Entries follow. Set all of them down as they stand.

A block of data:
--------------------------------

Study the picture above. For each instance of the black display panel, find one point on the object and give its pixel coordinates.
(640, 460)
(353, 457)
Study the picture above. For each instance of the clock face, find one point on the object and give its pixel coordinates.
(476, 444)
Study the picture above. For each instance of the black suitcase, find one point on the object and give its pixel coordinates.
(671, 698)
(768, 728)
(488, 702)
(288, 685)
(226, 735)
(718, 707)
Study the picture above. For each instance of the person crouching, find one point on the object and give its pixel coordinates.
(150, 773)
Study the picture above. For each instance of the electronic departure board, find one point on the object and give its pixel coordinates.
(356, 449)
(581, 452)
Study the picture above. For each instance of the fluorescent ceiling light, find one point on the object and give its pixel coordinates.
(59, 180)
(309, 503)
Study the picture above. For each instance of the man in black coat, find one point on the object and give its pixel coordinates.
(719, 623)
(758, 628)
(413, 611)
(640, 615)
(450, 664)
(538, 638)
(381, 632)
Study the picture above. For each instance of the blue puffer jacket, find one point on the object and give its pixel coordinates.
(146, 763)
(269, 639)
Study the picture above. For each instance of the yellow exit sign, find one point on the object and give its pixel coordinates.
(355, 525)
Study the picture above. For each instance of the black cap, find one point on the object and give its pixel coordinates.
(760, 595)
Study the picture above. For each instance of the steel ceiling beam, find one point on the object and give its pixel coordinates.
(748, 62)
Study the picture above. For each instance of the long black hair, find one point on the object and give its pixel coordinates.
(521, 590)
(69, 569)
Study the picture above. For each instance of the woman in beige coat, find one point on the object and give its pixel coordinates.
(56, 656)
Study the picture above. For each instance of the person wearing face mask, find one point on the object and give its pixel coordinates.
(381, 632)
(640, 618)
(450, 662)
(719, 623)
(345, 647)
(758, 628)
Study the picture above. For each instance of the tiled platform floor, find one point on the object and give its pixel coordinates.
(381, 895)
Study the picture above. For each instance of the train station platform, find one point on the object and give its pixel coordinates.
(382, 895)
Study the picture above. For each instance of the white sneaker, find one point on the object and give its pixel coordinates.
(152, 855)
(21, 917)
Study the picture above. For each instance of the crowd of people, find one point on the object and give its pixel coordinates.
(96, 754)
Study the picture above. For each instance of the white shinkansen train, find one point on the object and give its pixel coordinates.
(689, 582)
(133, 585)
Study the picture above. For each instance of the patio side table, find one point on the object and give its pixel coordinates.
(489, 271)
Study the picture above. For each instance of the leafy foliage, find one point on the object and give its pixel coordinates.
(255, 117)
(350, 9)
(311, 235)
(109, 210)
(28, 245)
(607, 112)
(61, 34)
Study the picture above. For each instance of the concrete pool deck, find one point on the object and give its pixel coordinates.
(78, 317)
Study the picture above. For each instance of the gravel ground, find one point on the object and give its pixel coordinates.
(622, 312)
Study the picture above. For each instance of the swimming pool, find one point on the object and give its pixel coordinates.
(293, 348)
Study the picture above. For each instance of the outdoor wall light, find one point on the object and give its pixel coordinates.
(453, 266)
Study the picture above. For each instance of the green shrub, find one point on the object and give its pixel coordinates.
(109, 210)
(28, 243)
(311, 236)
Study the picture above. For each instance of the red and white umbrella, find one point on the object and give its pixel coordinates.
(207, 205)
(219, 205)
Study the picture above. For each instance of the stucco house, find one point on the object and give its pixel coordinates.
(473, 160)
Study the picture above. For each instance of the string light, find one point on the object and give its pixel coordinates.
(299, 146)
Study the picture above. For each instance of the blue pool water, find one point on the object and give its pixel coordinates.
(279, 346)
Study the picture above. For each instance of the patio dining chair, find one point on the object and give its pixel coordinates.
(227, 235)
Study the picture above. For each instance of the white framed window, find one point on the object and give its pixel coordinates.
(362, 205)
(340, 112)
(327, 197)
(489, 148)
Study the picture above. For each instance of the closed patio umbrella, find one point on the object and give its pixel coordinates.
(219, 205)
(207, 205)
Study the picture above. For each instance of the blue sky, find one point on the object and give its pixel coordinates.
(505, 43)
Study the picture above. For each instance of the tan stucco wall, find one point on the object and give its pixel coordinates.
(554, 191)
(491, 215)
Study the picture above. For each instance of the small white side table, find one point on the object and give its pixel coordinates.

--------------------------------

**Finished exercise**
Study the picture above. For each instance of the black display panel, find one point on the object and give its pixel coordinates.
(640, 460)
(353, 457)
Study the picture above. For each instance of the clock face, find one point on the object and give its pixel coordinates.
(476, 444)
Study the picture above. For each instance of the black suitcase, find one point on the object and give its pixel coordinates.
(671, 698)
(768, 728)
(488, 702)
(288, 685)
(226, 735)
(718, 707)
Study the picture above. For each instance of the person crouching, find one point on the object and give its pixel coordinates.
(150, 773)
Study the picture above. For each instance of the electronic departure board, find one point on the object and give its pixel coordinates.
(356, 449)
(581, 452)
Study the picture above. For each instance of the fluorescent ceiling light, find one point on the object and give its pixel coordinates.
(59, 180)
(309, 503)
Study the picture above. For each instance of the man in black coat, find one point on the object and give its pixel coordinates.
(719, 623)
(758, 628)
(413, 611)
(640, 615)
(450, 664)
(538, 638)
(381, 632)
Study the picture above. For each instance of the blue puffer jacket, find one point on the object and give its pixel coordinates.
(146, 763)
(269, 639)
Study the picture above. For each instance of the yellow exit sign, find one point on the object and give its pixel coordinates.
(355, 525)
Study the picture above. For each instance of the black cap, find one point on the object and give its pixel coordinates.
(760, 595)
Study the picture above. For each instance of the steel ceiling beam, find one point on the object and give its pixel coordinates.
(748, 62)
Study the picture above. For each instance of the long black hair, find one point on the object and give its pixel coordinates.
(521, 590)
(69, 569)
Study the picture above. For each instance of the woman in beige coat, find one point on the object and give its pixel coordinates.
(56, 656)
Study the picture above. For each instance of the person wearing face mask, find one point on the object and give its pixel coordinates.
(381, 632)
(640, 618)
(450, 662)
(719, 623)
(345, 647)
(758, 628)
Study the picture above. For each instance of the tiled platform floor, find one point on the object and give its pixel coordinates.
(381, 895)
Study the picture above. For each instance of the train station platform, find one point on the object and give its pixel coordinates.
(382, 895)
Study the picture above. For each instance of the white sneaker, find one point on the object and give its pixel coordinates.
(152, 855)
(21, 917)
Study the picture above. For each instance of the crowd of people, find one point on the object and give its pixel coordinates.
(96, 754)
Study the picture above. For each instance of the white shinkansen train, find one point on the object and give its pixel coordinates.
(689, 582)
(133, 585)
Study the picture above. For each instance of the patio side table, find one point on the object and give its pixel coordinates.
(489, 271)
Study the picture above. For each instance of the leafy foliage, find one point on the object and give its pixel coordinates.
(255, 117)
(350, 9)
(311, 235)
(109, 210)
(28, 245)
(607, 112)
(61, 34)
Study the picture above. For each instance of the concrete pool deck, find one point on the object and give its pixel coordinates.
(78, 317)
Study the picture above. For each instance of the gravel ground, find one point on the object and give its pixel coordinates.
(622, 312)
Study the picture above. For each instance of the swimming pool, find one point on the object and give its pixel coordinates.
(293, 348)
Study the picture above. For each instance of the outdoor wall light, find one point on the object and give its pixel coordinates.
(453, 266)
Study the picture above. For each instance of the green shrub, find one point on the object and give its pixel coordinates.
(109, 210)
(28, 243)
(311, 236)
Study the picture above. For each instance of the red and white umbrella, find one point on the object and give its pixel coordinates.
(207, 205)
(219, 205)
Study the picture above. For each instance of the stucco house, find one point on the object and give its pixel coordinates.
(473, 160)
Study the picture above. For each instance of the string light, find one point on the object and give its pixel coordinates.
(299, 146)
Study the picture above. For each instance of the blue pool water, find one point on the object and give its pixel coordinates.
(279, 346)
Study the picture above. For each instance of the patio dining chair, find one point on the object and give its pixel coordinates.
(227, 235)
Study the picture above. For each instance of the white framed window, find one point on the object and give its pixel coordinates.
(362, 205)
(340, 112)
(327, 197)
(489, 148)
Study the picture above. For each instance of the closed patio umbrella, find one point on the object and give its pixel coordinates.
(219, 205)
(207, 205)
Study the picture above. For each instance of the blue sky, find one point on the object and give its pixel coordinates.
(505, 43)
Study the picture above. For each instance of the tan stucco wall, find one point on the object and give its pixel coordinates.
(554, 191)
(491, 215)
Study the picture above. For each instance of the small white side table, find one point on the object and give its pixel coordinates.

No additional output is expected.